▶ **EXERCISE GOAL**: Please rewrite the records below with "horseback rider" replaced by "person riding a horse" and nothing else changed.

▶ **THE INPUT**:
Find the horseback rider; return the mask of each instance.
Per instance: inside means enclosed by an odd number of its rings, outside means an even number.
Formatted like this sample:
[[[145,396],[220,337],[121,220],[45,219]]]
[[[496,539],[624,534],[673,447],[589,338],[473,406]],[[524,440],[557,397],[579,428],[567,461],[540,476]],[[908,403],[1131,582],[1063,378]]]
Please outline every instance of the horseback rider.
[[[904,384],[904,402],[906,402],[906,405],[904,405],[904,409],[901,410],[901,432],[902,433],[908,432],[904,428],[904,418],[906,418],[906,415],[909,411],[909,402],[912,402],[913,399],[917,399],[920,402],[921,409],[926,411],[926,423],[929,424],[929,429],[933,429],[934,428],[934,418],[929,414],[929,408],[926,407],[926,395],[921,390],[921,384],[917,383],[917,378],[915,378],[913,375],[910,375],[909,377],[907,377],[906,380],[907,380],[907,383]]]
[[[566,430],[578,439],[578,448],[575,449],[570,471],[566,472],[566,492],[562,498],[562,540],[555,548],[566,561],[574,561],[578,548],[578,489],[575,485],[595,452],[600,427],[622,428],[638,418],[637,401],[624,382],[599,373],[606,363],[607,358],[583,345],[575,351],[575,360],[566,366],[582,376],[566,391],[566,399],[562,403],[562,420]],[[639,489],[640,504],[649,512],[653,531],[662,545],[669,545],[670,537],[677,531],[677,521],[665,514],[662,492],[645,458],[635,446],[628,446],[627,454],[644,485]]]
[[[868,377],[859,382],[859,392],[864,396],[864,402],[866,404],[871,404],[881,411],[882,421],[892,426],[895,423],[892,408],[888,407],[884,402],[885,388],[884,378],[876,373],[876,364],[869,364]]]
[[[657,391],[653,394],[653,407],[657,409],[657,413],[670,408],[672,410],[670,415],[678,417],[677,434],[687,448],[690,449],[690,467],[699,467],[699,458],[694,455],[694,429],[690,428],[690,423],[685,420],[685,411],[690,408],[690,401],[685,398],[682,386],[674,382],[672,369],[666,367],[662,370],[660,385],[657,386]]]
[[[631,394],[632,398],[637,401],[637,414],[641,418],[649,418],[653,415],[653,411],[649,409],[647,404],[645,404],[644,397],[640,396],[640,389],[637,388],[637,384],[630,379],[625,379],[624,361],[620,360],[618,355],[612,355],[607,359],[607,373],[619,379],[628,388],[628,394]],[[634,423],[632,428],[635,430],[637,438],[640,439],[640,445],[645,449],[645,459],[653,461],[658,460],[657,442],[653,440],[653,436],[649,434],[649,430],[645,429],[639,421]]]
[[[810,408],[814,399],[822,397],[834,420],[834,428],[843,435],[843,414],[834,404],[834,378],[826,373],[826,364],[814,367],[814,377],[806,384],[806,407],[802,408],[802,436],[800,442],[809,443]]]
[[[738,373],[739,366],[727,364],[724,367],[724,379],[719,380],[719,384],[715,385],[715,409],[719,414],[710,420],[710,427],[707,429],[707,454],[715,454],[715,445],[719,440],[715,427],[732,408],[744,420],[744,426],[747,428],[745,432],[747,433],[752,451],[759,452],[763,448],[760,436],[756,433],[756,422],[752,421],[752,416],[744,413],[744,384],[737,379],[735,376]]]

▶ **EXPECTED ANSWER**:
Find the person riding a horse; return the mask of each instance.
Per instance: inside means enclosed by an odd number of its rings, outside means an even number.
Formatted like this sample:
[[[145,396],[220,337],[121,220],[45,219]]]
[[[496,539],[624,534],[673,447],[589,338],[473,406]],[[524,440],[557,397],[579,428],[567,461],[540,476]],[[908,403],[1131,582],[1063,378]]]
Please outline every instance of the person riding a horse.
[[[904,384],[904,402],[906,402],[906,405],[904,405],[904,409],[901,410],[901,432],[902,433],[908,432],[904,428],[904,418],[906,418],[906,415],[909,411],[909,402],[912,402],[913,399],[917,399],[920,402],[921,409],[926,411],[926,423],[929,424],[929,429],[933,429],[934,428],[934,418],[929,414],[929,408],[926,407],[926,395],[921,390],[921,384],[917,383],[917,378],[915,378],[913,375],[910,375],[909,377],[907,377],[906,380],[907,380],[907,383]]]
[[[566,430],[578,439],[578,448],[575,449],[570,471],[566,472],[566,492],[562,498],[562,540],[555,548],[566,561],[574,561],[578,548],[578,489],[575,485],[595,452],[600,427],[622,428],[638,418],[637,401],[624,382],[599,373],[606,363],[607,358],[583,345],[575,351],[575,360],[566,366],[582,376],[566,391],[566,399],[562,403],[562,420]],[[639,489],[640,504],[649,512],[653,531],[662,545],[669,545],[670,537],[677,531],[677,521],[665,514],[662,492],[645,458],[635,446],[628,446],[627,454],[644,485]]]
[[[868,377],[859,382],[859,392],[864,396],[864,402],[866,404],[871,404],[881,411],[882,421],[892,426],[895,423],[892,408],[888,407],[884,402],[885,388],[884,378],[876,373],[876,364],[869,364]]]
[[[657,391],[653,394],[653,407],[657,409],[657,413],[670,408],[672,410],[670,415],[678,417],[677,434],[687,448],[690,449],[690,467],[699,467],[699,458],[694,455],[694,429],[690,428],[690,423],[685,420],[685,411],[690,408],[690,401],[685,398],[682,386],[674,382],[672,369],[666,367],[662,370],[660,385],[657,386]]]
[[[631,394],[632,398],[637,401],[637,414],[641,418],[649,418],[653,415],[653,411],[649,409],[647,404],[645,404],[644,397],[640,396],[640,389],[637,388],[637,384],[630,379],[625,379],[624,361],[620,360],[618,355],[612,355],[607,359],[607,373],[619,379],[628,388],[628,394]],[[634,423],[632,428],[635,430],[637,438],[640,439],[640,445],[645,449],[645,459],[653,461],[658,460],[657,442],[653,440],[653,436],[649,434],[649,430],[645,429],[639,421]]]
[[[810,408],[814,399],[822,397],[834,420],[834,428],[843,435],[843,414],[834,404],[834,378],[826,373],[826,364],[814,367],[814,377],[806,384],[806,407],[802,408],[802,436],[800,442],[809,443]]]
[[[738,373],[739,366],[727,364],[724,367],[724,379],[719,380],[719,384],[715,385],[715,409],[719,414],[710,420],[710,427],[707,429],[707,454],[715,454],[715,445],[719,440],[715,427],[732,408],[744,420],[744,426],[747,428],[745,432],[747,433],[752,451],[759,452],[763,448],[760,436],[756,433],[756,422],[752,421],[752,416],[744,413],[744,384],[737,379],[735,376]]]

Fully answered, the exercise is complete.